We can see that the majority of products have a **Low** price (Fr. 5-33.33) followed by the **Medium** (Fr. 33.34 - 66.66) price.

In [None]:
color_sequence = list(price_category_color.values())
fig = px.pie(df_100, names='price_category', 
             labels={'price_category': 'Price Category'}, 
             category_orders = {"price_category":["Cheap","Low","Medium","High"]}, color_discrete_sequence = color_sequence)

fig.update_traces(textposition='inside', 
                  textinfo='percent+label', 
                  showlegend=False)

fig.update_layout(title=dict(text="<b>Distribution of Products' Price Category</b>", font=dict(size=30, color="black")),
    height=800,
    paper_bgcolor=color_background,
    plot_bgcolor=color_background,
    xaxis_gridcolor=color_line_background,
    yaxis_gridcolor=color_line_background,
    font=dict(size=15)
)

fig.show()

In [None]:
fig = px.box(df_100,y="main_category",x="actual_price",color_discrete_sequence=px.colors.sequential.Peach)
fig.update_layout(
    title=dict(text="<b>Actual Price Distribution by Main Category</b>", font=dict(size=25, color="black")),
    yaxis=dict(title='Price Category', tickfont=dict(size=10, color="black"), title_font=dict(size=20, color="black")),
    xaxis=dict(title='Rating Category', tickfont=dict(size=10, color="black"), title_font=dict(size=20, color="black")),
    paper_bgcolor=color_background,
    plot_bgcolor=color_background,
    xaxis_gridcolor=color_line_background,
    coloraxis_colorbar=dict(title="Mean No. of Ratings"),
    height=1000,
    width=1000, 
    showlegend=False
)

fig.show()

### Distribution of Count and Price Percentage for Main Category

In [None]:
# Group by 'main_category' and calculate count
df_count = df_100.groupby(["main_category"]).size().reset_index().rename(columns={0: "count"})

# Ordina df_count in base al conteggio in modo crescente
df_count = df_count.sort_values(by='count', ascending=True)

Parts of the exercise:
1. In the notebook excerpt, what price range is given for the Low category?
2. Please reproduce the part of the notebook excerpt that opens with the words containing "We can see that" and closes with "color_sequence = list(price_category_color.values())", changing "majority" to "bulk".
3. Name every price category listed in the category_orders setting of the notebook excerpt.

Provided information:
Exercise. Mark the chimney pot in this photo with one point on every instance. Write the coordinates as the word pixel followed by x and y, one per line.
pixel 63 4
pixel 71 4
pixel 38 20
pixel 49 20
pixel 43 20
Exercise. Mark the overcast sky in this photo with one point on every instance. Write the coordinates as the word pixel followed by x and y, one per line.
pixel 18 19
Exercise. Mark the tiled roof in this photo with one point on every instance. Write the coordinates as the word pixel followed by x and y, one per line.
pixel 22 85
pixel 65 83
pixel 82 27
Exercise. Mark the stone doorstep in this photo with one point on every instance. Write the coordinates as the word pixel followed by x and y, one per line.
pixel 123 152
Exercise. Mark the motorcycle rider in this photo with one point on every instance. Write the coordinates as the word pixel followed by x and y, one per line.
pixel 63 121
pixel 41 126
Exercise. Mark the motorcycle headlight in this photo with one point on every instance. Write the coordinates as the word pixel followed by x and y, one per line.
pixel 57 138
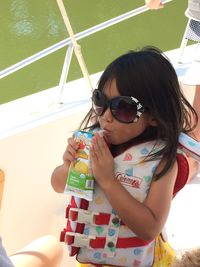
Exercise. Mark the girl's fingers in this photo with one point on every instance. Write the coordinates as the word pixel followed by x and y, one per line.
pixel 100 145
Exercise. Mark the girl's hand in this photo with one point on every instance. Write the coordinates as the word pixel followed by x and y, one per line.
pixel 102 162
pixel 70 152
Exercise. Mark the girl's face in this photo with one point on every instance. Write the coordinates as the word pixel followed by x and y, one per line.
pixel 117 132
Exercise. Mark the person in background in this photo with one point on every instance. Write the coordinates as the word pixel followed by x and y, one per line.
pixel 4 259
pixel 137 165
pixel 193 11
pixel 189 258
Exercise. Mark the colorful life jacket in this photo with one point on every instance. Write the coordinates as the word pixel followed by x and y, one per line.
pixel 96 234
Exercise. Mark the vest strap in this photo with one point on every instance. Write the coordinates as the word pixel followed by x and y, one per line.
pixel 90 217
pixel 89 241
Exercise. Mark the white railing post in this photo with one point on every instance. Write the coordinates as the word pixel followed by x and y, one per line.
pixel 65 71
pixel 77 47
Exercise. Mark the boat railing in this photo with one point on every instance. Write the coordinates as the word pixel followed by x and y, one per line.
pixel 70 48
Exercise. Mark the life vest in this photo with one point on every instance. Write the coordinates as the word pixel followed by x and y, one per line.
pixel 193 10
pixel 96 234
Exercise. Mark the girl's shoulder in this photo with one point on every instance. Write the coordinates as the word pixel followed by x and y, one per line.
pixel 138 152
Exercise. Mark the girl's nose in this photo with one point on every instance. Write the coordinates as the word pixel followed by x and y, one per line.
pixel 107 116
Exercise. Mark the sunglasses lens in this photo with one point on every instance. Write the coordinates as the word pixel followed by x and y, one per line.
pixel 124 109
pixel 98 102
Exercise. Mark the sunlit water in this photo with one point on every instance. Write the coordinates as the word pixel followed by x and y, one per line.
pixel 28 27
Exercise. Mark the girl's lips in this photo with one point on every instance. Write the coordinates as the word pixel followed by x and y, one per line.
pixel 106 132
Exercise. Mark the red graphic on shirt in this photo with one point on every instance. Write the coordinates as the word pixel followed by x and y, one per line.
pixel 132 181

* * *

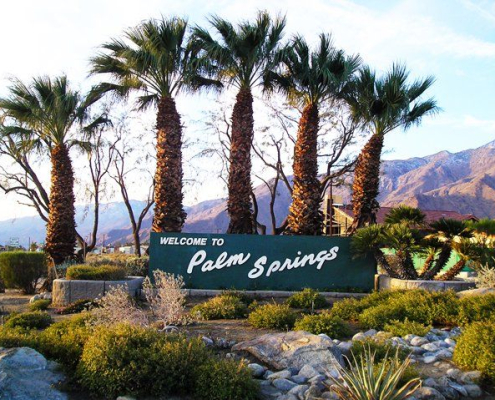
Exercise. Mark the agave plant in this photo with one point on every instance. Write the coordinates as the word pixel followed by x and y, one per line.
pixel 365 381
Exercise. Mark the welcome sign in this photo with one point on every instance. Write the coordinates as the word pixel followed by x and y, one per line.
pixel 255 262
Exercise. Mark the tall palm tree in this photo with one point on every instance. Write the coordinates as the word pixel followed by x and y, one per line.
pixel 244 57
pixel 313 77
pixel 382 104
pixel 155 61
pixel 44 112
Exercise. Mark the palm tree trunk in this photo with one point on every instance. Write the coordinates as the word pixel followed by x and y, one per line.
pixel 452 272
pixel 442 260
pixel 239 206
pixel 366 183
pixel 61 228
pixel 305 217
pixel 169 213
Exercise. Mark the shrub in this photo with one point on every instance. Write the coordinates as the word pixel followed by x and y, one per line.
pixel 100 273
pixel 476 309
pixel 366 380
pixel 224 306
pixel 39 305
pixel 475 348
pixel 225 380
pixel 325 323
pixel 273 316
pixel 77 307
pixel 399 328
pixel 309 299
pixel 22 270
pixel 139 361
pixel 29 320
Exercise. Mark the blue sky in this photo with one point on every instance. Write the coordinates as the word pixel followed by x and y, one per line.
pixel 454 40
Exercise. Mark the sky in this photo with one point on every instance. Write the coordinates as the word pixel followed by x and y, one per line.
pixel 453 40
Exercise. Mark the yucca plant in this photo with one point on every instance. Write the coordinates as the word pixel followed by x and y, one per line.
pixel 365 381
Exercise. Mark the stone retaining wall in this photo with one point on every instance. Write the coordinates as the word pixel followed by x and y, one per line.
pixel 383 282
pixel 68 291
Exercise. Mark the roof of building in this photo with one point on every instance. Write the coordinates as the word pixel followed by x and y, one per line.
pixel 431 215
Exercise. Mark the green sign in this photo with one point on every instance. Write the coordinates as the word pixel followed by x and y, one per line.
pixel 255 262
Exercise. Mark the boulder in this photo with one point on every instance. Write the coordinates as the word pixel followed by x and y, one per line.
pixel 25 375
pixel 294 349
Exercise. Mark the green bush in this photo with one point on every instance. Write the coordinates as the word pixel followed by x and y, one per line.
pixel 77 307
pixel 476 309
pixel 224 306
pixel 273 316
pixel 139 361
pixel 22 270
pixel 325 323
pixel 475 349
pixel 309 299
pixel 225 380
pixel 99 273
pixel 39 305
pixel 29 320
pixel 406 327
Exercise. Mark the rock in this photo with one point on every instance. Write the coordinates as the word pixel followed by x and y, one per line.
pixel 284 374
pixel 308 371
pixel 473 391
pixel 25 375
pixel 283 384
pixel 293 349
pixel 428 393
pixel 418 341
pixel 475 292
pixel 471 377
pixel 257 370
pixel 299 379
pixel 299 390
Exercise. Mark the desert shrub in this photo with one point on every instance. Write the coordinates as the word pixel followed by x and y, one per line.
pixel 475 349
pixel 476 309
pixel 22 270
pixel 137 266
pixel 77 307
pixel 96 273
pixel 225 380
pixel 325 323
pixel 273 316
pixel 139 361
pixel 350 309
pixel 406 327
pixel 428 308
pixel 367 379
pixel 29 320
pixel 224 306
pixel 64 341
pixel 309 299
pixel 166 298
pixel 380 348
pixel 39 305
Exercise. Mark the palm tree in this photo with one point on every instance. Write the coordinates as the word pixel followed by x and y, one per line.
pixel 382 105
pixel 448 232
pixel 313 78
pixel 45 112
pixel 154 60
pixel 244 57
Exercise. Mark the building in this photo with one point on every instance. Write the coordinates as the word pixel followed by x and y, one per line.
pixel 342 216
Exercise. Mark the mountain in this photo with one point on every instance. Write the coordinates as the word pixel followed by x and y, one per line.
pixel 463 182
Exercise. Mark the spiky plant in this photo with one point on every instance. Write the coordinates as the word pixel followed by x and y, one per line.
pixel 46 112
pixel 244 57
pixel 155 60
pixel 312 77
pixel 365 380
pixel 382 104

Answer set:
1. Fr. 5-33.33

2.
We can see that the bulk of products have a **Low** price (Fr. 5-33.33) followed by the **Medium** (Fr. 33.34 - 66.66) price.

In [None]:
color_sequence = list(price_category_color.values())

3. Cheap, Low, Medium, High